→ The problem
Copy the entries below exactly. Images do not belong in the copy.

Natural-language object grounding data
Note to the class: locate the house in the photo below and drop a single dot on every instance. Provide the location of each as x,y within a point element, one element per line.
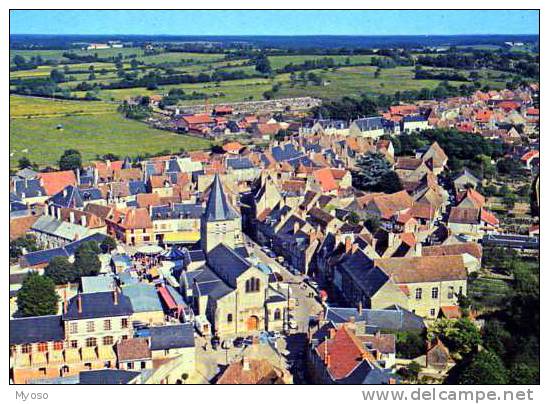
<point>337,356</point>
<point>97,319</point>
<point>472,222</point>
<point>367,127</point>
<point>170,341</point>
<point>132,226</point>
<point>413,123</point>
<point>146,304</point>
<point>465,179</point>
<point>134,353</point>
<point>428,282</point>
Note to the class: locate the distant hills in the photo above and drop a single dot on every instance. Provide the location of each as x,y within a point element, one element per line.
<point>22,41</point>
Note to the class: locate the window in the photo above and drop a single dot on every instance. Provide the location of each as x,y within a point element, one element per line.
<point>91,341</point>
<point>252,285</point>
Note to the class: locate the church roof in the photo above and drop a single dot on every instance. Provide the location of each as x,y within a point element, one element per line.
<point>218,207</point>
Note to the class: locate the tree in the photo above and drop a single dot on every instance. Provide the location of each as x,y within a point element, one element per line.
<point>460,336</point>
<point>86,260</point>
<point>24,162</point>
<point>108,244</point>
<point>484,367</point>
<point>37,296</point>
<point>61,271</point>
<point>522,373</point>
<point>496,338</point>
<point>410,344</point>
<point>70,160</point>
<point>371,167</point>
<point>22,245</point>
<point>389,183</point>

→ Output of the task
Note to the class: locate the house in the photo below and drop a single dot on every instance. Provide the location of each as x,y within a point element, one element per line.
<point>337,356</point>
<point>97,319</point>
<point>472,222</point>
<point>367,127</point>
<point>170,341</point>
<point>132,226</point>
<point>413,123</point>
<point>146,304</point>
<point>465,179</point>
<point>134,353</point>
<point>428,282</point>
Note to the class: locate the distant hills in the photo above and drop a single dot on every instance. Provide the location of each as x,y within a point element, one element per line.
<point>22,41</point>
Note to the class: locate the window in the photo above and drop a single dot on every instance. Provide the location of each as x,y within a point element, one element per line.
<point>91,341</point>
<point>252,285</point>
Note to the class: locate the church roof in the photo above and drop a single dot on every instance. Provide the location of each as x,y within a point element, one element per line.
<point>218,207</point>
Note to the class: locate the tree in the photo above and drop a single dot on every instance. Provide the location of each as x,y within a point element, one element per line.
<point>460,336</point>
<point>86,260</point>
<point>24,162</point>
<point>108,244</point>
<point>484,367</point>
<point>37,296</point>
<point>61,271</point>
<point>522,373</point>
<point>496,338</point>
<point>410,344</point>
<point>70,160</point>
<point>371,167</point>
<point>22,245</point>
<point>389,183</point>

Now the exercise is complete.